>>>

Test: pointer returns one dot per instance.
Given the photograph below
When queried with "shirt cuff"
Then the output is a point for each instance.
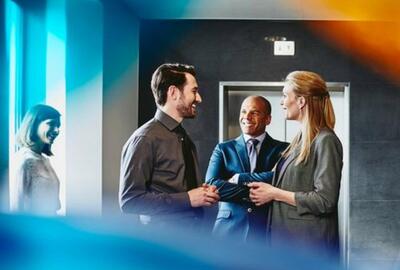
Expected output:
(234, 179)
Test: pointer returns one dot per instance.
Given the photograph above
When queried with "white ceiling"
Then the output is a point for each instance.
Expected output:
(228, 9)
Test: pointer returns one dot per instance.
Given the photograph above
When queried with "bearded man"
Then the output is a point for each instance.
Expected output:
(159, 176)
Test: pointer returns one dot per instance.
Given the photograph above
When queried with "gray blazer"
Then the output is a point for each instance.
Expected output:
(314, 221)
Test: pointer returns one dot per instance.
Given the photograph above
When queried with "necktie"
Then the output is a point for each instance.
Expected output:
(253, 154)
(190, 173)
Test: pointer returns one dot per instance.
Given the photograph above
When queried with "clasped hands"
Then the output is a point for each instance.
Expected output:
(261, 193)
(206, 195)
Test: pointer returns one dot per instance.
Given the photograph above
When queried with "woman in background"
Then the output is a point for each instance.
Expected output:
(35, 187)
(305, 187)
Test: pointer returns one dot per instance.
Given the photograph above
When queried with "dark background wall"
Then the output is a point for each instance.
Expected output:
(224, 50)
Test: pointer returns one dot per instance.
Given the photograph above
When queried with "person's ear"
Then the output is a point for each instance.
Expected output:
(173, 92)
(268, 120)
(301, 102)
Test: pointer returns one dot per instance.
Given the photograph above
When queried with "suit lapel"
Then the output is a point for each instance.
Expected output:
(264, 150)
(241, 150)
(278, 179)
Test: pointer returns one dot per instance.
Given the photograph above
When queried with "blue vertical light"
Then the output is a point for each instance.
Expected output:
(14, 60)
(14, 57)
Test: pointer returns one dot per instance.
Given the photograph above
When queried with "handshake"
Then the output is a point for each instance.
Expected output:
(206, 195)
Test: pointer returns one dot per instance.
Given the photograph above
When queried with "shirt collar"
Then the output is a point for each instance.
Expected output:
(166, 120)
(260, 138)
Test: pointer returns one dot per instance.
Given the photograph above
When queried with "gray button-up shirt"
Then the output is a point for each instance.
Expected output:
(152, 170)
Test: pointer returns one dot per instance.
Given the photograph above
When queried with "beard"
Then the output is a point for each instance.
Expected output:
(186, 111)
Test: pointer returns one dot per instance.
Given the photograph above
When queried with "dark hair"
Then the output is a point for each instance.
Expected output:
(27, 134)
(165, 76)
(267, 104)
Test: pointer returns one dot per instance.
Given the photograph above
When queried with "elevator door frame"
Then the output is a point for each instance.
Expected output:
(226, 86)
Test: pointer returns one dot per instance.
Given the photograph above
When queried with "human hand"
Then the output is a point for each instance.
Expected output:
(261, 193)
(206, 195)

<<<
>>>

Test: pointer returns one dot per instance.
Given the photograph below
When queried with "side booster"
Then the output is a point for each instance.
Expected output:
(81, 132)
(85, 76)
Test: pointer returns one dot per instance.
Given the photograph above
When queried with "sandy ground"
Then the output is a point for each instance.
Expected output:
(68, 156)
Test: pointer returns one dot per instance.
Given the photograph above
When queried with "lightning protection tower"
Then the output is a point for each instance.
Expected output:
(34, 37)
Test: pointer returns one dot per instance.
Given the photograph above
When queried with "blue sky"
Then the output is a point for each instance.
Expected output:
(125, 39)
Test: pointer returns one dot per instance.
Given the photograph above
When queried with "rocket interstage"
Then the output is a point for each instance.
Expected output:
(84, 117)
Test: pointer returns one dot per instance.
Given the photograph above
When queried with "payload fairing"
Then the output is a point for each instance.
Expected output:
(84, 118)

<<<
>>>

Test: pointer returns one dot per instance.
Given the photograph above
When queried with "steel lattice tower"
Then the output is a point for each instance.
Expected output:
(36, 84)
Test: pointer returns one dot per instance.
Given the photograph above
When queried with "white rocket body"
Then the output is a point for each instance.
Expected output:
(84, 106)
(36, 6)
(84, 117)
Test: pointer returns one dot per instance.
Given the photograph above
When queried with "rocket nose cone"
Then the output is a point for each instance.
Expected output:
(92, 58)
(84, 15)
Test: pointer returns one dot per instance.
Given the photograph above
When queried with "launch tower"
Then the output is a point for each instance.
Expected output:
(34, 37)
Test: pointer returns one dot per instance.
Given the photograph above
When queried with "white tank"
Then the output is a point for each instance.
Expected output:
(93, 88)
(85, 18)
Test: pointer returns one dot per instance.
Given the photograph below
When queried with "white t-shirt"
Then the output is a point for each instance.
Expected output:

<<<

Raccogli tutte le righe degli elementi qui sopra che contengono la parola "dark", tenendo conto di maiuscole e minuscole.

When queried with "dark background wall"
When queried with "dark hair"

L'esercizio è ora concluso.